INPUT FOR THIS TASK:
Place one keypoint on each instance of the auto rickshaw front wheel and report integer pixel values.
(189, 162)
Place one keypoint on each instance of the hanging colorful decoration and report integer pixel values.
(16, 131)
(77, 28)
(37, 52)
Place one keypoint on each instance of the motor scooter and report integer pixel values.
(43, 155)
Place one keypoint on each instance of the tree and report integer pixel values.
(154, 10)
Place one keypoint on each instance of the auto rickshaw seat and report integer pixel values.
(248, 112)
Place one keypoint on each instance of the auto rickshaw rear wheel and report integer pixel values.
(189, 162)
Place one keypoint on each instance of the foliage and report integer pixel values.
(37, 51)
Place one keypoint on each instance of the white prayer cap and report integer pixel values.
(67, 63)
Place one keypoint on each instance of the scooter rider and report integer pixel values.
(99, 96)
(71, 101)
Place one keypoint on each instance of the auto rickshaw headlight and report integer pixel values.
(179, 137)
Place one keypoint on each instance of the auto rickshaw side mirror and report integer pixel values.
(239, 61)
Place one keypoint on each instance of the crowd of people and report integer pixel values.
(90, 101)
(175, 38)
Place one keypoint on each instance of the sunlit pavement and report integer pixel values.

DESCRIPTION OF THE TASK: Output all of the rows above as a Markdown table with the columns Nr and Text, numbering each row and leaving out any blank lines.

EXERCISE RESULT:
| Nr | Text |
|---|---|
| 1 | Place one keypoint on each instance of the auto rickshaw front wheel and report integer pixel values. |
| 2 | (189, 162) |
| 3 | Place one keypoint on each instance of the hanging colorful decoration and report integer pixel values. |
| 4 | (16, 131) |
| 5 | (77, 28) |
| 6 | (37, 52) |
| 7 | Place one keypoint on each instance of the motor scooter and report integer pixel values. |
| 8 | (43, 155) |
| 9 | Place one keypoint on each instance of the tree and report integer pixel values. |
| 10 | (154, 10) |
| 11 | Place one keypoint on each instance of the auto rickshaw seat and report integer pixel values. |
| 12 | (248, 112) |
| 13 | Place one keypoint on each instance of the auto rickshaw rear wheel and report integer pixel values. |
| 14 | (189, 162) |
| 15 | Place one keypoint on each instance of the foliage and report integer pixel values. |
| 16 | (37, 51) |
| 17 | Place one keypoint on each instance of the white prayer cap and report integer pixel values. |
| 18 | (67, 63) |
| 19 | Place one keypoint on each instance of the scooter rider and report integer pixel values. |
| 20 | (99, 96) |
| 21 | (71, 101) |
| 22 | Place one keypoint on each instance of the auto rickshaw headlight and report integer pixel values. |
| 23 | (179, 137) |
| 24 | Place one keypoint on each instance of the auto rickshaw side mirror and report integer pixel values. |
| 25 | (239, 61) |
| 26 | Place one keypoint on each instance of the crowd of people and report integer pixel values. |
| 27 | (90, 101) |
| 28 | (175, 38) |
| 29 | Place one keypoint on each instance of the sunlit pavement and report integer pixel values. |